**STUDY QUESTIONS:**
A - In the article on mole-rats and wasabi pain, what stinging ant species shares tunnels with the highveld mole-rat?
B - Pick up the article on mole-rats and wasabi pain after its final paragraph and keep writing it.

**QUOTED PASSAGE:**

====

African mole-rats immune to 'wasabi pain'

May 30, 2019

A new report in Science provides the first evidence of a mammal -- the highveld mole-rat -- being immune to pain from exposure to allyl isothiocyanate, or AITC, the active ingredient of wasabi.

The scientists who studied the animals say that understanding how these African rodents evolved to be insensitive to this specific type of pain could point to new directions for solving pain in humans.

"Mole-rats are extremely curious animals and we have been studying them at UIC for more than 20 years," said study co-author Thomas Park, professor of biological sciences at the University of Illinois at Chicago College of Liberal Arts and Sciences. "This new discovery -- that they have evolved to be insensitive to certain pain stimuli common in their environment -- is another example of the cool biological lessons to be learned from studying them."

Park worked alongside scientists from the Max Delbruck Center for Molecular Medicine in Berlin and the University of Pretoria in Pretoria, South Africa, on the study. The research was conducted at UIC and in South Africa.

They exposed the paws of eight species of mole-rats to three compounds that induce a pain-like response -- AITC, an acidic solution with a pH similar to lemon juice and capsaicin, the spicy ingredient in chili peppers. The scientists monitored behaviors, such as the time an animal spent licking its paws after being exposed to a small drop of the chemicals. They compared these observed behaviors with those they observed in mice when exposed to the same compounds. Following euthanasia, the scientists also extracted spinal cord tissue and nerve tissues for analysis.

Three of the species were immune to the acidic solution and two were immune to capsaicin, but the naked mole-rat was the only species immune to both.

They also found that the highveld mole-rate was immune to exposure to the AITC compound.

"This is an awesome finding because the highveld mole-rat is the only mammal known to be immune to 'wasabi pain,'" Park said. "It turns out that highveld mole-rats share their tunnels, their natural environment in Africa, with a stinging ant species, the natal droptail ant. The ant's sting normally activates the same pain receptors that respond to wasabi. Over time, the highveld mole-rats evolved to become unaffected by the sting."

====

[Point localization data]

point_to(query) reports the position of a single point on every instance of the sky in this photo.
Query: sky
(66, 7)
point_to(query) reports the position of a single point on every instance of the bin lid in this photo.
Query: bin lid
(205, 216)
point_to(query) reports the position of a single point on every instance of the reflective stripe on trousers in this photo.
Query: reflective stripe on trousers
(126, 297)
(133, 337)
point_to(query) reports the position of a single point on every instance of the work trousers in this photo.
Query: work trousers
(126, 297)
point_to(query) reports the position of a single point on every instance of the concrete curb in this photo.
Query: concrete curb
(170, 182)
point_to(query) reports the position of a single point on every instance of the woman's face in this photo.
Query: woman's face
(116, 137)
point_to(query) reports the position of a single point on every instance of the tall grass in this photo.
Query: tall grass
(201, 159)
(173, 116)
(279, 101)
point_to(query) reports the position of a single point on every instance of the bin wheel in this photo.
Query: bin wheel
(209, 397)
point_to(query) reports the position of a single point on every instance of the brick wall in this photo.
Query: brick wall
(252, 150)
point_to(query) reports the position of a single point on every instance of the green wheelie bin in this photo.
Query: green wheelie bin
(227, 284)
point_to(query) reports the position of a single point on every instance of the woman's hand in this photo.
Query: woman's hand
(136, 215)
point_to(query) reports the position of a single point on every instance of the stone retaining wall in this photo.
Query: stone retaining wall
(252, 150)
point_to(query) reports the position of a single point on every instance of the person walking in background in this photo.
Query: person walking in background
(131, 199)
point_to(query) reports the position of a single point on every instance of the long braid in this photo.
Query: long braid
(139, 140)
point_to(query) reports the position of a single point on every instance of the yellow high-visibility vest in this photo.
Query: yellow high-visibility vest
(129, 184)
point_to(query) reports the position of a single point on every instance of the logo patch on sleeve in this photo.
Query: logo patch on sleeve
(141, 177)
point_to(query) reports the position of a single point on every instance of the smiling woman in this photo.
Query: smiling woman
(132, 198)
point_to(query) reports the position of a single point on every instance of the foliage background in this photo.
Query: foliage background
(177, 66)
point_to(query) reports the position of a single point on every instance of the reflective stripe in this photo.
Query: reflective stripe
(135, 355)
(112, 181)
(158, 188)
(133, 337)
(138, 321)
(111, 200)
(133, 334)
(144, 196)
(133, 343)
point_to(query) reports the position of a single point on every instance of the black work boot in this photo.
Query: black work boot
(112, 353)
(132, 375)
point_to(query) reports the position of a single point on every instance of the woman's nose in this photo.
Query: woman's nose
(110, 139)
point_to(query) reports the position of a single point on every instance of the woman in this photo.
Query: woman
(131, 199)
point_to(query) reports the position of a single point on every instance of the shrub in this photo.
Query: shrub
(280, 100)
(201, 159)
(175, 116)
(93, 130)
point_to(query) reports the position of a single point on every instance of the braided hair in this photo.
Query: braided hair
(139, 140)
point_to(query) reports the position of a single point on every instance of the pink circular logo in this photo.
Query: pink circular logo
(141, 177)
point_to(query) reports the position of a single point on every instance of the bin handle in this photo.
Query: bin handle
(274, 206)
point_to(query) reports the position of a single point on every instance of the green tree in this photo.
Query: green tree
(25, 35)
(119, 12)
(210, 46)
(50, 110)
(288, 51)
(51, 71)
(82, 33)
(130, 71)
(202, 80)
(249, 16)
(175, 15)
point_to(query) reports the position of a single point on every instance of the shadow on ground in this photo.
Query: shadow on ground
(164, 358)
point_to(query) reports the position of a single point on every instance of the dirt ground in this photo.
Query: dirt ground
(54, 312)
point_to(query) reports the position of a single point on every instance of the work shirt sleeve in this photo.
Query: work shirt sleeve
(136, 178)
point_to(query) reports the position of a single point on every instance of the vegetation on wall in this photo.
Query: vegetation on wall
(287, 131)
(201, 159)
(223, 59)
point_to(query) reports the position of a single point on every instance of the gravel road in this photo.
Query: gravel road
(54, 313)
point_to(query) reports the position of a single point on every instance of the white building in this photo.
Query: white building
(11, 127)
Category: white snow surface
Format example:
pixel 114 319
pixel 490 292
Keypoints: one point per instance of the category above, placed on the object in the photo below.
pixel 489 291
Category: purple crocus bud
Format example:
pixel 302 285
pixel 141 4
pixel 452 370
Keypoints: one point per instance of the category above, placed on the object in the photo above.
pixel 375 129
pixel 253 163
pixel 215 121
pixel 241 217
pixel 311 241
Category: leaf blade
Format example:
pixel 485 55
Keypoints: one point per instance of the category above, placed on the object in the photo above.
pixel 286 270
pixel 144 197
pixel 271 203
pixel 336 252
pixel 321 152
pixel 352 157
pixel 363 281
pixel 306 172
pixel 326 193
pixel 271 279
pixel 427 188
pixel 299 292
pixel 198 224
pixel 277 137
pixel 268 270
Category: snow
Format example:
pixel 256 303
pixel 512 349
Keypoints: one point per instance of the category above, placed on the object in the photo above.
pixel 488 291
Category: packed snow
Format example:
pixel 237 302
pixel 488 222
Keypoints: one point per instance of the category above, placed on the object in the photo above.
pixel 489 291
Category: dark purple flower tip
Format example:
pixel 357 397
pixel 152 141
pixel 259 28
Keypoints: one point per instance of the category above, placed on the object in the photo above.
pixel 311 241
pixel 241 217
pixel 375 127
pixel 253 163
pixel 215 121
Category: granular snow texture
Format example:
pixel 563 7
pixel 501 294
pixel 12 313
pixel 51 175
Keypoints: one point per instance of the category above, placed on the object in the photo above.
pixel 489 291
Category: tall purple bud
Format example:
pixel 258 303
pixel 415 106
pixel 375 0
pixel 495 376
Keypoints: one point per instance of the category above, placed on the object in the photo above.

====

**ANSWERS PROVIDED:**
A - The natal droptail ant.

B -
Park and his colleagues also analyzed genetic materials from the samples they took from the mole-rats and found that the nerves of highveld mole-rats had an unusually large number of tiny structures called leak channels on their surface.

"Nature and evolution solved a pain problem for the highveld mole-rat. The leak channels make the nerves unable to convey messages about wasabi pain to the brain," Park said. "Instead of delivering the signal from the receptor to the brain, the leak channels divert the signal."

The researchers say that this finding is particularly interesting, as the evolutionary change for this species of mole-rate occurred over a short period of time -- 7 million years. The naked mole-rats also developed their immunity to the acidic solution and capsaicin quickly.

"That may seem like a long time, but in evolutionary biology, 7 million years is considered to be quite rapid," Park said.

"When we find out how to add leak channels to our own pain cells, we'll have a new way of fighting pain, without the side effect of addiction from external pain killers," he said.
This research was funded by grants from the National Science Foundation, the European Research Council and the Deutsche Forschungsgemeinschaft SFB 958.